Task requirements -> Pictures are to be left out. Copy exactly, and only, the lines from the start of the entries below to the line with "negative clicks: (92, 170)", both included.

Data section ->
____

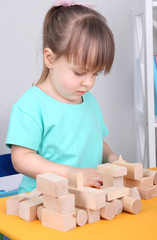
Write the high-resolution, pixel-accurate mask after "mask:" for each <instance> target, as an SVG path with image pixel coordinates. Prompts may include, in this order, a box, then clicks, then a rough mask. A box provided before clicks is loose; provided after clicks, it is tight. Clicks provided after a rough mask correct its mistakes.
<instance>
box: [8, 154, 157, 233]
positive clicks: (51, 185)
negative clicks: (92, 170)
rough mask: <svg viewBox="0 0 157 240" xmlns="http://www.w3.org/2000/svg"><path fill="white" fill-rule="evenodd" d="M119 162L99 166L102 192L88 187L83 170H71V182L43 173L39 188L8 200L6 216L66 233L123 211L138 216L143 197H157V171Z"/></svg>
mask: <svg viewBox="0 0 157 240" xmlns="http://www.w3.org/2000/svg"><path fill="white" fill-rule="evenodd" d="M116 162H118V164H117V163H116V164H109V163H107V164H101V165H98V171H99V172H101V173H102V175H103V186H102V187H101V189H96V188H91V187H84V186H83V182H84V181H83V173H82V172H80V171H70V172H69V173H68V179H66V178H64V177H60V176H58V175H56V174H51V173H45V174H40V175H38V176H37V189H34V190H33V191H32V192H31V193H29V194H20V195H17V196H12V197H10V198H8V199H7V201H6V213H7V214H12V215H17V216H19V217H20V218H22V219H24V220H26V221H33V220H35V219H37V218H38V219H39V220H40V221H41V223H42V225H44V226H47V227H50V228H53V229H56V230H59V231H62V232H66V231H69V230H71V229H73V228H75V227H76V226H84V225H85V224H86V223H88V224H90V223H94V222H97V221H99V220H100V218H103V219H107V220H111V219H113V218H114V217H115V216H116V215H119V214H120V213H121V212H122V211H126V212H129V213H132V214H138V213H139V212H140V211H141V208H142V203H141V198H142V199H150V198H153V197H156V196H157V180H156V176H157V172H156V171H152V170H150V171H149V170H148V169H142V174H141V164H138V163H132V164H131V163H127V162H126V161H124V160H123V159H121V158H120V159H119V160H118V161H116ZM119 164H122V166H121V165H119ZM127 171H128V173H127ZM68 182H69V185H68Z"/></svg>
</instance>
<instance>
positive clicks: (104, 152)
mask: <svg viewBox="0 0 157 240" xmlns="http://www.w3.org/2000/svg"><path fill="white" fill-rule="evenodd" d="M118 158H119V157H118V155H116V154H115V153H114V152H113V151H112V150H111V148H110V147H109V146H108V144H107V143H105V142H103V163H107V162H108V163H112V162H114V161H116V160H118Z"/></svg>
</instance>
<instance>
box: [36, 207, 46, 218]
mask: <svg viewBox="0 0 157 240" xmlns="http://www.w3.org/2000/svg"><path fill="white" fill-rule="evenodd" d="M43 208H44V207H43V206H39V207H38V208H37V218H38V219H39V220H40V221H41V211H42V209H43Z"/></svg>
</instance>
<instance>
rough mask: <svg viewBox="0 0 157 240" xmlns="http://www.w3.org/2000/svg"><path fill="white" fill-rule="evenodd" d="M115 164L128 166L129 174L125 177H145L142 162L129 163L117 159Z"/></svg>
mask: <svg viewBox="0 0 157 240" xmlns="http://www.w3.org/2000/svg"><path fill="white" fill-rule="evenodd" d="M113 164H115V165H117V166H123V167H126V168H127V174H126V175H125V178H128V179H140V178H142V177H143V167H142V163H127V162H124V161H123V162H122V161H115V162H113Z"/></svg>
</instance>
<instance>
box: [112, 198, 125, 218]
mask: <svg viewBox="0 0 157 240" xmlns="http://www.w3.org/2000/svg"><path fill="white" fill-rule="evenodd" d="M111 202H112V203H114V204H115V206H116V215H119V214H121V213H122V211H123V202H122V200H120V199H114V200H112V201H111Z"/></svg>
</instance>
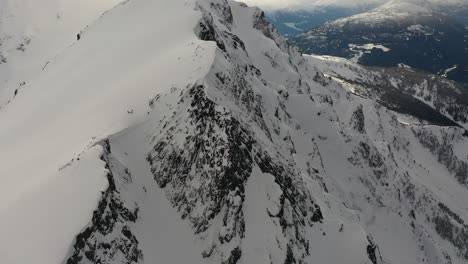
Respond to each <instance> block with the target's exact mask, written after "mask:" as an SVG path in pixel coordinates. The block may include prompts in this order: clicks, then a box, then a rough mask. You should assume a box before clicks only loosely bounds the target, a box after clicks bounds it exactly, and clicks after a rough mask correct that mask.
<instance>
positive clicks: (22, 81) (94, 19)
mask: <svg viewBox="0 0 468 264" xmlns="http://www.w3.org/2000/svg"><path fill="white" fill-rule="evenodd" d="M119 2H121V0H82V1H71V0H42V1H31V0H1V1H0V108H2V107H3V106H4V105H5V104H7V103H8V102H10V101H11V100H13V99H14V97H15V96H14V95H15V90H18V92H19V93H21V90H24V89H27V87H28V85H27V84H28V83H29V82H30V81H32V80H33V79H35V78H36V77H37V76H38V75H39V74H40V73H41V72H42V68H43V67H44V66H45V65H46V64H47V63H48V62H50V60H53V59H54V57H55V56H57V55H58V54H60V53H61V52H62V51H63V50H65V49H66V48H67V47H68V46H70V45H71V44H72V43H74V42H75V41H76V38H77V34H78V33H79V32H80V31H81V30H82V29H83V28H85V27H86V26H87V25H89V24H91V23H92V22H93V21H94V20H95V19H97V18H98V17H99V16H100V15H101V14H102V13H103V12H105V11H106V10H108V9H110V8H111V7H113V6H115V5H116V4H118V3H119Z"/></svg>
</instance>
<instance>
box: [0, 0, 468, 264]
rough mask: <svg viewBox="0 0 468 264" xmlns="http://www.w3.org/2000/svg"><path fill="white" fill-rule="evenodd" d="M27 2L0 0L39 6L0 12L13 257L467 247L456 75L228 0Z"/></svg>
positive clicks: (276, 262)
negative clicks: (305, 40) (387, 59)
mask: <svg viewBox="0 0 468 264" xmlns="http://www.w3.org/2000/svg"><path fill="white" fill-rule="evenodd" d="M32 2H33V1H32V0H29V1H27V0H24V1H16V0H15V1H11V0H0V7H7V8H6V9H2V10H1V11H2V12H7V13H9V14H11V16H10V15H9V17H15V15H16V14H23V15H24V16H23V17H28V19H30V20H29V22H28V23H24V24H25V25H24V26H22V28H21V29H18V28H15V27H14V26H8V25H10V24H8V23H5V22H4V20H3V18H4V17H1V18H0V21H2V24H0V25H1V26H0V37H1V36H6V35H8V37H6V38H2V39H3V40H2V41H3V42H1V43H7V44H1V45H0V52H1V54H3V56H4V57H5V58H6V59H5V62H3V63H1V64H0V79H2V80H4V82H5V83H8V84H9V85H8V87H7V86H5V87H0V98H6V99H5V100H2V101H0V103H1V104H0V106H1V108H0V177H1V182H2V184H1V185H0V256H1V262H2V263H8V264H27V263H40V264H42V263H44V264H46V263H47V264H50V263H57V264H91V263H93V264H97V263H99V264H133V263H147V264H150V263H151V264H153V263H161V264H171V263H173V264H184V263H213V264H218V263H223V264H224V263H226V264H241V263H242V264H252V263H255V264H262V263H265V264H266V263H269V264H292V263H297V264H300V263H303V264H306V263H307V264H308V263H318V264H336V263H350V264H398V263H408V264H413V263H414V264H416V263H431V264H439V263H445V264H449V263H451V264H462V263H466V262H467V261H468V208H467V206H466V201H468V131H467V129H468V94H467V92H466V91H465V90H462V89H460V88H459V87H458V86H457V85H456V84H455V83H453V82H451V81H448V80H446V79H444V78H442V77H439V76H435V75H427V74H421V73H418V72H416V71H413V70H412V69H407V68H392V69H385V68H366V67H363V66H360V65H357V64H355V63H353V62H351V61H349V60H346V59H342V58H337V57H329V56H308V55H303V54H301V53H300V52H299V50H298V49H297V48H295V47H292V46H290V45H289V44H288V43H287V42H286V41H285V40H284V39H283V38H282V37H281V36H280V35H279V34H278V33H277V31H276V30H275V29H274V27H273V26H272V25H271V24H270V23H269V22H267V20H266V19H265V15H264V13H263V12H262V11H260V10H259V9H257V8H250V7H247V6H246V5H245V4H242V3H239V2H234V1H230V0H197V1H194V0H188V1H186V0H172V1H159V0H127V1H124V2H121V3H119V4H117V3H111V2H112V1H96V3H99V4H96V5H93V3H91V2H90V3H87V4H86V3H84V4H83V6H82V7H83V8H84V7H86V8H84V10H83V11H82V12H84V13H86V14H87V17H88V18H90V20H87V19H84V18H83V19H72V17H73V16H76V15H77V14H75V13H74V12H73V10H74V8H75V7H73V5H72V4H70V5H68V4H69V2H70V3H71V2H73V1H69V0H68V1H66V0H47V1H44V3H43V5H44V6H42V7H43V9H38V10H39V11H38V12H43V15H44V16H39V15H38V17H41V19H42V18H43V17H48V16H49V15H52V16H53V22H50V21H49V22H47V23H45V24H36V19H39V18H35V17H29V16H28V15H27V13H22V12H23V11H24V10H23V9H21V8H19V9H15V8H14V6H15V4H24V5H26V6H27V5H28V4H30V3H32ZM85 2H86V1H85ZM57 3H58V5H57V6H55V5H54V4H57ZM38 4H39V2H38ZM46 4H50V6H47V5H46ZM101 4H102V5H101ZM114 4H117V5H116V6H115V7H113V8H112V6H114ZM77 5H78V4H77ZM91 9H92V10H91ZM107 9H109V10H108V11H106V12H104V10H107ZM57 10H58V11H57ZM60 10H61V11H60ZM76 10H80V9H76ZM85 10H86V11H85ZM56 11H57V12H56ZM80 12H81V11H80ZM102 12H104V13H103V14H102V15H101V13H102ZM64 14H69V15H68V16H67V15H64ZM88 15H89V16H88ZM91 18H92V19H91ZM62 20H63V21H68V22H67V23H69V24H68V26H67V30H63V31H60V30H59V29H57V28H54V27H55V26H56V27H60V26H59V25H61V24H60V23H62V22H60V21H62ZM20 21H22V23H23V22H24V21H27V20H20ZM57 23H59V24H57ZM64 23H65V22H64ZM13 24H14V23H13ZM15 25H16V24H15ZM34 25H43V27H41V28H40V27H38V29H37V30H34ZM31 26H32V28H33V30H32V31H28V30H26V31H24V30H23V28H31ZM25 32H26V33H25ZM31 32H32V33H31ZM25 34H26V36H31V37H30V40H31V41H28V44H27V45H25V46H24V47H25V49H24V51H23V50H22V49H16V48H15V49H12V48H11V47H17V44H18V42H17V41H16V40H21V39H24V36H25ZM52 36H53V37H52ZM49 44H50V45H49ZM20 46H21V44H20ZM24 65H26V66H24ZM12 87H13V88H12Z"/></svg>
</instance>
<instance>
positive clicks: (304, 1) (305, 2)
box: [240, 0, 387, 9]
mask: <svg viewBox="0 0 468 264" xmlns="http://www.w3.org/2000/svg"><path fill="white" fill-rule="evenodd" d="M240 1H242V2H244V3H246V4H248V5H250V6H258V7H260V8H264V9H283V8H313V7H316V6H328V5H336V6H345V7H352V6H360V5H368V4H377V3H383V2H386V1H387V0H240Z"/></svg>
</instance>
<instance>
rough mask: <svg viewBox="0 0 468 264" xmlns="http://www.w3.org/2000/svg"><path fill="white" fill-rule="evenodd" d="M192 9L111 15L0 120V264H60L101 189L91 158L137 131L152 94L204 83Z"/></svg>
mask: <svg viewBox="0 0 468 264" xmlns="http://www.w3.org/2000/svg"><path fill="white" fill-rule="evenodd" d="M193 9H194V7H193V3H185V2H184V1H170V2H161V1H132V2H127V3H125V4H122V5H120V6H119V7H116V8H115V9H113V10H112V11H111V12H109V13H108V14H106V15H105V16H104V17H103V18H102V19H99V20H98V21H97V22H95V23H94V24H93V26H92V27H90V28H89V30H85V32H84V33H83V34H82V38H81V40H80V41H79V42H76V43H75V44H74V45H73V46H72V47H70V48H68V49H67V51H66V52H64V53H62V54H60V55H59V56H58V57H56V58H55V59H54V60H53V61H51V63H50V64H49V65H48V67H47V68H46V69H45V70H44V72H43V73H41V74H40V75H39V76H38V78H37V79H35V80H34V81H33V82H31V83H30V87H28V89H27V91H25V92H24V93H22V94H20V95H19V96H18V97H17V98H16V99H15V100H14V101H13V102H12V103H10V104H8V105H7V106H6V107H4V108H2V109H1V110H0V124H1V125H0V146H1V147H0V160H1V161H2V165H1V166H0V175H2V184H1V186H0V193H1V194H0V214H1V220H0V222H1V225H0V226H1V227H0V240H1V245H2V246H1V249H0V255H2V261H4V262H5V263H33V262H35V263H59V262H60V261H61V260H62V259H63V258H64V257H65V254H66V252H67V250H68V248H69V246H70V244H71V243H72V240H73V236H74V235H75V234H76V233H78V232H79V231H80V230H81V229H82V228H83V226H84V225H85V224H86V222H88V221H89V219H90V216H91V212H92V210H93V209H94V208H95V207H96V202H97V199H98V197H100V194H101V193H100V191H101V190H105V188H106V184H105V182H106V179H105V177H104V175H105V174H106V172H105V168H104V164H102V162H100V160H99V156H100V154H99V153H96V152H97V151H98V150H93V151H94V152H95V153H94V154H89V152H90V151H91V150H90V149H89V148H90V147H91V146H93V145H94V144H95V143H96V140H100V139H102V138H103V137H107V136H108V135H110V134H113V133H116V132H118V131H121V130H122V129H124V128H127V127H129V126H132V125H135V124H138V123H139V122H141V120H143V118H144V117H145V116H146V115H147V112H148V108H149V107H148V99H149V98H151V97H152V96H154V94H156V93H162V92H165V91H169V90H170V89H171V87H185V86H186V85H188V84H189V83H191V82H194V81H195V80H197V79H199V78H200V77H201V76H203V75H204V74H206V72H207V71H208V69H209V66H210V64H211V61H212V60H213V54H214V45H213V44H212V43H208V42H201V41H200V40H198V39H197V38H196V36H195V35H194V33H193V26H194V25H195V24H196V23H197V21H198V20H199V19H200V14H199V13H196V12H195V11H193ZM155 10H157V12H158V15H157V16H155V15H154V12H155ZM175 13H177V14H178V15H177V16H174V15H173V14H175ZM142 25H146V26H142ZM148 25H152V26H148ZM167 25H171V26H170V27H167ZM129 113H130V114H129ZM90 155H92V157H94V160H92V157H89V156H90ZM89 159H91V161H88V160H89ZM64 179H70V180H69V181H64ZM67 184H68V185H67ZM35 212H37V213H35ZM39 212H43V213H39ZM26 252H27V253H26Z"/></svg>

____

Answer to this exercise ->
Write the high-resolution, pixel-accurate mask after "mask:" for each <instance> target, as an SVG path with image pixel coordinates. Prompts may include, in this order, a box, then clicks, then a rough mask. A box provided before clicks is loose; provided after clicks, it is tight. Clicks provided after a rough mask correct its mistakes.
<instance>
box: [8, 154, 157, 233]
positive clicks: (51, 185)
negative clicks: (92, 170)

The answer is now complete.